***** EXCERPT *****

Data Loading (CSV, Excel, SQL, APIs) - Programming for Machine Learning and Business

Welcome to the Great Data Buffet, where we feast on CSVs, Excel sheets, SQL databases, APIs — and even understand what data truly means.

Before we can do Machine Learning, we first have to do Machine Feeding. 🤖🥄

🧠 Why This Matters¶

Your ML model is only as good as the data you feed it. Think of this chapter as learning how to open the right doors to the right kitchens — because business data hides everywhere:

Finance teams live in Excel
Engineers hide data in SQL databases
Marketing pulls it from APIs
And sometimes… it’s just a CSV file on someone’s desktop named “final_version_9_REAL.csv”

💡 If your dataset name has the word final in it, it’s never final.

⚙️ Prerequisite: Python & Pandas¶

We’ll be using the pandas library — the king of data handling in Python. If you’re not comfortable with it yet, check out: 👉 📘 Programming for Business

🧾 Understanding Data¶

The Latin word data is the plural of datum — “(thing) given.” Its first recorded English use dates back to the 1640s. By 1946, data referred to “transmissible and storable computer information.” (Source: Wikipedia)

Data exists in many forms — geographical, cultural, financial, statistical, meteorological, and more.

🔍 Types of Data¶

Type	Description	Example
Numerical	Quantitative values	Stock price, sales volume
Categorical	Distinct groups	Sector: IT, Pharma, Banking
Time Series	Indexed by time	Daily closing prices
Textual	Unstructured data	News headlines, financial reports
Ordinal	Ordered categories	Credit ratings: AAA, AA, A, BBB...

✨ Key Insights¶

Data Scales: Nominal, ordinal, interval, ratio
Sources: Primary (e.g., internal reports) vs. Secondary (e.g., public indices)
Time-Series Components:
$y_t = T_t + S_t + \epsilon_t$
(1)
where $T_t$ = trend, $S_t$ = seasonality, and $\epsilon_t$ = noise.

📘 Pandas Basics - Object Creation¶

Creating a Series¶

A Series is a one-dimensional labeled array that can hold data of any type (integers, strings, floats, Python objects, etc.).

import numpy as np
import pandas as pd

# Creating a Series from a list
s = pd.Series([1, 3, 5, np.nan, 6, 8])
s

Creating a DataFrame with NumPy Array¶

You can create a DataFrame by passing a NumPy array with a datetime index using pd.date_range() and labeled columns:

dates = pd.date_range("20130101", periods=6)
dates
df = pd.DataFrame(np.random.randn(6, 4), index=dates, columns=list("ABCD"))

*****

» WORK REQUEST 1
Rewrite the passage of the data loading page that opens with the words "Creating a Series¶" and closes with "np.nan, 6, 8])", substituting "1-D" for "one-dimensional".
» WORK REQUEST 2
According to the data loading page, in which decade was the word "data" first recorded in English?
The records that follow are separate material, unrelated to the data loading page.

***** INFORMATION *****

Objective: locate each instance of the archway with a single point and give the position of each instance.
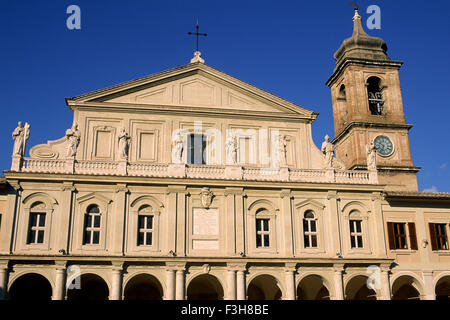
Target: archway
(30, 287)
(312, 287)
(442, 289)
(93, 287)
(264, 287)
(405, 288)
(143, 287)
(205, 287)
(356, 289)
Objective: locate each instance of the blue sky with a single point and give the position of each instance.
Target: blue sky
(285, 47)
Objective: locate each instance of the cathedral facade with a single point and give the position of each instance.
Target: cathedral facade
(192, 184)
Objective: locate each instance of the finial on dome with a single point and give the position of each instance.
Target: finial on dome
(197, 57)
(356, 16)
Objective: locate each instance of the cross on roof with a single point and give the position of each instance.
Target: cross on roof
(197, 33)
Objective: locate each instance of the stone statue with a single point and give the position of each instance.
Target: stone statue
(124, 139)
(20, 136)
(328, 150)
(231, 149)
(73, 140)
(282, 150)
(371, 157)
(177, 149)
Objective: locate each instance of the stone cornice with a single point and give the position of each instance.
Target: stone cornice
(191, 111)
(192, 68)
(182, 261)
(364, 62)
(360, 124)
(129, 180)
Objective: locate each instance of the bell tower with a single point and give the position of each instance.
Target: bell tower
(367, 106)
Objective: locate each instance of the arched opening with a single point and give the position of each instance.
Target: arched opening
(312, 288)
(30, 287)
(205, 287)
(143, 287)
(342, 103)
(264, 287)
(92, 287)
(357, 289)
(375, 95)
(443, 288)
(405, 288)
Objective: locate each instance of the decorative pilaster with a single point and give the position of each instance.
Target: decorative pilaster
(170, 281)
(384, 282)
(241, 284)
(16, 162)
(118, 219)
(180, 284)
(290, 271)
(231, 285)
(286, 217)
(60, 281)
(3, 279)
(428, 285)
(338, 283)
(116, 287)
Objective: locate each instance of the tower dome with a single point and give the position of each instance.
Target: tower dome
(360, 45)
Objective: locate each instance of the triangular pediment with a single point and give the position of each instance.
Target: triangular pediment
(193, 85)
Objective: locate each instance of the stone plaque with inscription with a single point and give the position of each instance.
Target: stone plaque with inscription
(205, 222)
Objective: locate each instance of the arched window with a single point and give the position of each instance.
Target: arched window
(262, 228)
(36, 225)
(356, 231)
(374, 93)
(309, 229)
(92, 225)
(145, 226)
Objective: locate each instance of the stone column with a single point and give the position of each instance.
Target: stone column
(384, 283)
(180, 295)
(240, 285)
(231, 285)
(170, 280)
(3, 279)
(290, 283)
(116, 287)
(338, 284)
(60, 283)
(430, 293)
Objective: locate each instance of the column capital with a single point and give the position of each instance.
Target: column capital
(233, 191)
(68, 186)
(175, 266)
(4, 264)
(339, 267)
(332, 194)
(427, 273)
(117, 265)
(122, 187)
(176, 189)
(234, 266)
(285, 193)
(61, 265)
(290, 267)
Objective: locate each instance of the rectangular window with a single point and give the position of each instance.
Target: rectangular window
(356, 235)
(92, 228)
(36, 228)
(145, 230)
(310, 233)
(262, 233)
(196, 149)
(400, 236)
(439, 236)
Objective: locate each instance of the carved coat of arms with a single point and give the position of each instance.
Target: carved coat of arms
(206, 197)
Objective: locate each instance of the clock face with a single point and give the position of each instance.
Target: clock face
(383, 145)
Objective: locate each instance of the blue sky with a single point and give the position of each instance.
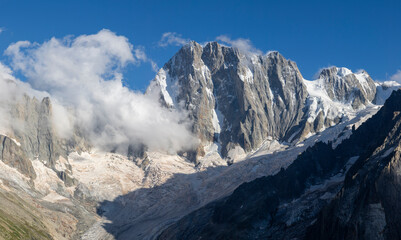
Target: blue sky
(315, 34)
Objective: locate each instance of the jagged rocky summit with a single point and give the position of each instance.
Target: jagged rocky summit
(351, 191)
(237, 100)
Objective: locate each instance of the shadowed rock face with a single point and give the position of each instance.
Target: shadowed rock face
(34, 131)
(14, 156)
(240, 99)
(233, 98)
(368, 205)
(283, 206)
(344, 86)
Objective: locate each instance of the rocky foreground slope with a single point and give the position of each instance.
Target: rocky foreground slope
(347, 192)
(237, 99)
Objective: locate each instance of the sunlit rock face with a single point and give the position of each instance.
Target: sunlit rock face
(234, 98)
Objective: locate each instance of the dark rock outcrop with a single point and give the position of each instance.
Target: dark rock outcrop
(233, 98)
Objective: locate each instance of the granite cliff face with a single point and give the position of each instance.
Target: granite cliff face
(234, 98)
(344, 86)
(347, 192)
(237, 100)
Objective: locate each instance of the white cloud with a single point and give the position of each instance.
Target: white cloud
(172, 38)
(84, 73)
(396, 77)
(244, 45)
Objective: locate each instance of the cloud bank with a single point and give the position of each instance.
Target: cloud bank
(85, 75)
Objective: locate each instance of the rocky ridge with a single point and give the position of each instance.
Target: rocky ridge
(351, 188)
(236, 99)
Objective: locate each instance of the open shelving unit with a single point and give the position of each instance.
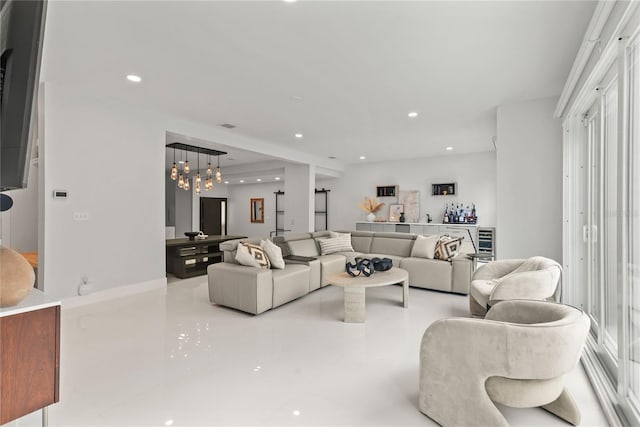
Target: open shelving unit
(279, 213)
(321, 210)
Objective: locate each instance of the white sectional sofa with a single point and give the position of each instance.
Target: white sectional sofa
(255, 290)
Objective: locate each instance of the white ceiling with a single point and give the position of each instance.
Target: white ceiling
(359, 66)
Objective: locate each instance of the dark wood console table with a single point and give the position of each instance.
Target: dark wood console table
(29, 356)
(188, 258)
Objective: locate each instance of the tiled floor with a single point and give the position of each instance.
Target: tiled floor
(175, 359)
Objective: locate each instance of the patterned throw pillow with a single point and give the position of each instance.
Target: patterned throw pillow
(447, 248)
(335, 244)
(274, 253)
(252, 256)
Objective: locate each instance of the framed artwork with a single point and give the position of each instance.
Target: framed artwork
(394, 212)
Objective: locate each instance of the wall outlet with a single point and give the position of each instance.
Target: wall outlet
(81, 216)
(85, 287)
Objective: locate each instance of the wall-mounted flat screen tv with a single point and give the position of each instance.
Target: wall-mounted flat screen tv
(21, 36)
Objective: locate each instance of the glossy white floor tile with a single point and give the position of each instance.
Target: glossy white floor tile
(175, 359)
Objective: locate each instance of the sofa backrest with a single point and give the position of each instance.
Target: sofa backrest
(398, 244)
(230, 248)
(361, 240)
(297, 244)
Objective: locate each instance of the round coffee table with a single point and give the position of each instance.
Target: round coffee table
(354, 290)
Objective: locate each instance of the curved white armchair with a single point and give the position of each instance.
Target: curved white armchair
(534, 278)
(517, 356)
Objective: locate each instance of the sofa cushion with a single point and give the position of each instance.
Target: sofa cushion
(425, 246)
(361, 241)
(290, 283)
(480, 290)
(330, 264)
(304, 247)
(332, 245)
(429, 273)
(274, 253)
(252, 255)
(398, 244)
(349, 256)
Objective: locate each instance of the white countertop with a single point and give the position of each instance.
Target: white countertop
(36, 300)
(417, 223)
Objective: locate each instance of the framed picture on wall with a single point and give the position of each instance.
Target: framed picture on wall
(394, 212)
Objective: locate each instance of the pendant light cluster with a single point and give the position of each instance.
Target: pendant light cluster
(182, 176)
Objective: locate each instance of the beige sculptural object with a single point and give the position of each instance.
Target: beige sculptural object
(16, 277)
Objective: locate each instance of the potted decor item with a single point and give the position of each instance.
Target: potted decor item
(16, 277)
(370, 206)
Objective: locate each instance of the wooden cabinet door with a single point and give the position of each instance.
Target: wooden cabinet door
(29, 362)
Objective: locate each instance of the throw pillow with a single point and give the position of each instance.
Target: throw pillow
(252, 256)
(425, 246)
(335, 244)
(336, 234)
(447, 248)
(273, 252)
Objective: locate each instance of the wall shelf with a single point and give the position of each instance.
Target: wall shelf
(322, 210)
(446, 189)
(387, 191)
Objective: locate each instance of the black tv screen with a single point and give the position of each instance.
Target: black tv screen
(21, 34)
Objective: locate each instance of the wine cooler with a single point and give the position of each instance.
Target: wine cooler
(487, 241)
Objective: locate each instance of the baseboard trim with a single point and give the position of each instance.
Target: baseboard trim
(115, 293)
(602, 386)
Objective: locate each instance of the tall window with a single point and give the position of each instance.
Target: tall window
(634, 206)
(603, 235)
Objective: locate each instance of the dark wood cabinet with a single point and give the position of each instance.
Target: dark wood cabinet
(29, 361)
(189, 258)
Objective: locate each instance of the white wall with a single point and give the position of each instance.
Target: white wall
(110, 158)
(19, 225)
(529, 172)
(474, 173)
(239, 213)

*****

» WRITTEN RESPONSE 1
Creating a Series¶

A Series is a 1-D labeled array that can hold data of any type (integers, strings, floats, Python objects, etc.).

import numpy as np
import pandas as pd

# Creating a Series from a list
s = pd.Series([1, 3, 5, np.nan, 6, 8])

» WRITTEN RESPONSE 2
The 1640s.